▶ **Problem to work on**
In this exercise, set down every entry that follows exactly as it appears.

--- START ---

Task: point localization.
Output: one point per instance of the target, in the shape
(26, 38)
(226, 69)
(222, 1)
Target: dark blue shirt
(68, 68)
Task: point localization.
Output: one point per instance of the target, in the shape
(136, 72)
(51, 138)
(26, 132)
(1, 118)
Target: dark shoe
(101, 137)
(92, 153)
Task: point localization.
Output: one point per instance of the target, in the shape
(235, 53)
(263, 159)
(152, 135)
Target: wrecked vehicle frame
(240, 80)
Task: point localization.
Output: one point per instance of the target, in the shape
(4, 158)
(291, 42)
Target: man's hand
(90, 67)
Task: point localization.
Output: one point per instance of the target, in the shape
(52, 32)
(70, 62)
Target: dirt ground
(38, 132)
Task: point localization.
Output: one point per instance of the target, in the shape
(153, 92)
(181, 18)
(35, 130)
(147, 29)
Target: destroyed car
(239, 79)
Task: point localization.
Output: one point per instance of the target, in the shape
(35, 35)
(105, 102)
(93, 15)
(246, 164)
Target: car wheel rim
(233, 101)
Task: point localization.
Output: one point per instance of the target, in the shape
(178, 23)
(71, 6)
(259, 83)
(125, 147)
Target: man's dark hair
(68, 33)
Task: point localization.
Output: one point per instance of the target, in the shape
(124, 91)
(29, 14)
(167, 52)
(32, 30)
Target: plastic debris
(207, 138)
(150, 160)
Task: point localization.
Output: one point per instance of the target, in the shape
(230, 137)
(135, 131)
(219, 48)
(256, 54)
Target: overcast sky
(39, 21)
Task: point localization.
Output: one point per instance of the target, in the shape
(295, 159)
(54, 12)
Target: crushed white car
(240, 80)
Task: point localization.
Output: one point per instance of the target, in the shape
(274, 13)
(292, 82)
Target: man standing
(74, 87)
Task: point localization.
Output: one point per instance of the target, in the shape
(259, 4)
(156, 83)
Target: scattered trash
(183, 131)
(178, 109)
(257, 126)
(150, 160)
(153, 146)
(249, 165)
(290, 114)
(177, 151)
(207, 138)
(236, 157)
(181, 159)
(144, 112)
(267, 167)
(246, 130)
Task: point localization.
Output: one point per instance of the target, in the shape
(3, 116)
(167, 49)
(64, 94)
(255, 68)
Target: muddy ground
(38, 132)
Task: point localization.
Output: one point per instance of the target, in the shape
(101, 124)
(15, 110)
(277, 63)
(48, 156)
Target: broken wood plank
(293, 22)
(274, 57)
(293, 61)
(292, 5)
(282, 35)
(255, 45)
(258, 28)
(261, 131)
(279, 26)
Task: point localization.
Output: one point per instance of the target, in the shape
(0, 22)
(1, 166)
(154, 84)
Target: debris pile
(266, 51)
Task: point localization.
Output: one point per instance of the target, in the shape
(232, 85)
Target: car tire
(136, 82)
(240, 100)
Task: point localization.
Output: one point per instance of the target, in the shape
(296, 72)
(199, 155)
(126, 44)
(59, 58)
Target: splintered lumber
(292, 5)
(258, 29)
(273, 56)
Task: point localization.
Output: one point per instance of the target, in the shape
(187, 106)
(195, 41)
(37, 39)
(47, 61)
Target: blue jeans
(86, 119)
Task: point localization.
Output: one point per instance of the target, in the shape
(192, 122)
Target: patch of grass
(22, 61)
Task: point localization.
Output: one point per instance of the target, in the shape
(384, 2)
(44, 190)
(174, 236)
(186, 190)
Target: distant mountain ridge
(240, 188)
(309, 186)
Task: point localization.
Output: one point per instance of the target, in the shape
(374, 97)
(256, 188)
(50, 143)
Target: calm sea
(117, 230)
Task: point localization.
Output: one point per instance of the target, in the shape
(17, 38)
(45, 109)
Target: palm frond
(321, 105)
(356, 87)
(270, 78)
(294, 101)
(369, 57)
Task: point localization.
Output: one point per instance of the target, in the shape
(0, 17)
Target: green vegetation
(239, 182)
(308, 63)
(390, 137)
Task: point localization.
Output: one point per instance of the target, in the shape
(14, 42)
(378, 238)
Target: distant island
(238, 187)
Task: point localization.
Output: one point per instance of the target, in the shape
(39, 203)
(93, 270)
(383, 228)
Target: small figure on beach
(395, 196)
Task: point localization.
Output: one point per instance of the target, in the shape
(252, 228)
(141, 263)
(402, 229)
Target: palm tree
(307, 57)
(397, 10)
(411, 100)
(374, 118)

--- END ---

▶ **Your response**
Task: point localization.
Output: one point per instance of the target, in the shape
(26, 38)
(226, 69)
(222, 1)
Target: dark blue shirt
(68, 68)
Task: point localization.
Output: one point per instance of the target, in the shape
(136, 72)
(51, 138)
(26, 132)
(1, 118)
Target: dark shoe
(101, 137)
(92, 153)
Task: point localization.
Output: one point per instance of the target, in the shape
(235, 53)
(263, 159)
(152, 135)
Target: wrecked vehicle frame
(240, 80)
Task: point localization.
Output: one point per instance of the target, in the shape
(4, 158)
(291, 42)
Target: man's hand
(90, 67)
Task: point localization.
Output: one point per instance of the target, in the shape
(52, 32)
(70, 62)
Target: dirt ground
(38, 132)
Task: point localization.
Output: one point per instance of the target, in the shape
(153, 92)
(181, 18)
(35, 130)
(147, 29)
Target: destroyed car
(239, 79)
Task: point localization.
Output: one point per instance of the target, in the shape
(35, 35)
(105, 102)
(93, 15)
(246, 164)
Target: car wheel rim
(233, 101)
Task: point localization.
Output: one point per instance of the target, in the shape
(178, 23)
(71, 6)
(259, 83)
(125, 147)
Target: man's dark hair
(68, 33)
Task: point localization.
Output: one point per instance of the target, in the shape
(124, 91)
(29, 14)
(167, 52)
(32, 30)
Target: plastic debris
(207, 138)
(150, 160)
Task: point localization.
Output: one point per instance of the target, in the shape
(230, 137)
(135, 131)
(219, 48)
(256, 54)
Target: overcast sky
(39, 21)
Task: point localization.
Output: one point per instance of the target, in the shape
(295, 159)
(54, 12)
Target: crushed white car
(240, 80)
Task: point localization.
Output: one point per instance of the target, in the shape
(274, 13)
(292, 82)
Target: man standing
(74, 87)
Task: point localization.
Output: one point per instance of the target, in the shape
(259, 4)
(156, 83)
Target: scattered trash
(183, 131)
(178, 109)
(257, 126)
(150, 160)
(153, 146)
(249, 165)
(290, 114)
(177, 151)
(207, 138)
(236, 157)
(181, 159)
(144, 112)
(267, 167)
(246, 130)
Task: point localization.
Output: one point per instance of the target, in the shape
(3, 116)
(167, 49)
(64, 94)
(255, 68)
Target: muddy ground
(38, 132)
Task: point localization.
Output: one point per instance of the target, in the shape
(101, 124)
(15, 110)
(277, 63)
(48, 156)
Target: broken wood plank
(293, 22)
(274, 57)
(293, 61)
(292, 5)
(282, 35)
(255, 45)
(258, 28)
(261, 131)
(279, 26)
Task: point localization.
Output: one point per instance of the target, in the shape
(0, 22)
(1, 166)
(154, 84)
Target: debris pile
(266, 51)
Task: point localization.
Output: one point per instance of the target, in the shape
(232, 85)
Target: car tire
(136, 82)
(240, 100)
Task: point localization.
Output: one point per instance of the target, in the shape
(296, 72)
(199, 155)
(126, 44)
(59, 58)
Target: splintered lumber
(292, 5)
(258, 29)
(273, 56)
Task: point localization.
Output: one point per instance of the target, in the shape
(187, 106)
(195, 41)
(37, 39)
(47, 61)
Target: blue jeans
(86, 119)
Task: point localization.
Output: one point per instance of the target, in the shape
(192, 122)
Target: patch of grass
(22, 61)
Task: point localization.
Output: one point per instance of the target, in the shape
(384, 2)
(44, 190)
(174, 236)
(186, 190)
Target: distant mountain ridge
(240, 188)
(309, 186)
Task: point localization.
Output: one point per instance of the target, in the shape
(374, 97)
(256, 188)
(50, 143)
Target: calm sea
(117, 230)
Task: point localization.
Output: one point per instance of the target, in the shape
(17, 38)
(45, 109)
Target: palm frond
(321, 105)
(356, 87)
(270, 78)
(294, 101)
(369, 57)
Task: point localization.
Output: one point per instance of the target, in the shape
(0, 17)
Target: green vegetation
(239, 182)
(308, 63)
(390, 137)
Task: point localization.
Output: one point per instance of the target, in the shape
(14, 42)
(378, 238)
Target: distant island
(238, 187)
Task: point localization.
Output: one point per instance of the target, in the shape
(39, 203)
(93, 270)
(383, 228)
Target: small figure on beach
(395, 196)
Task: point localization.
Output: one point per instance of the target, in the shape
(252, 228)
(141, 263)
(402, 229)
Target: palm tree
(307, 57)
(397, 10)
(411, 100)
(374, 118)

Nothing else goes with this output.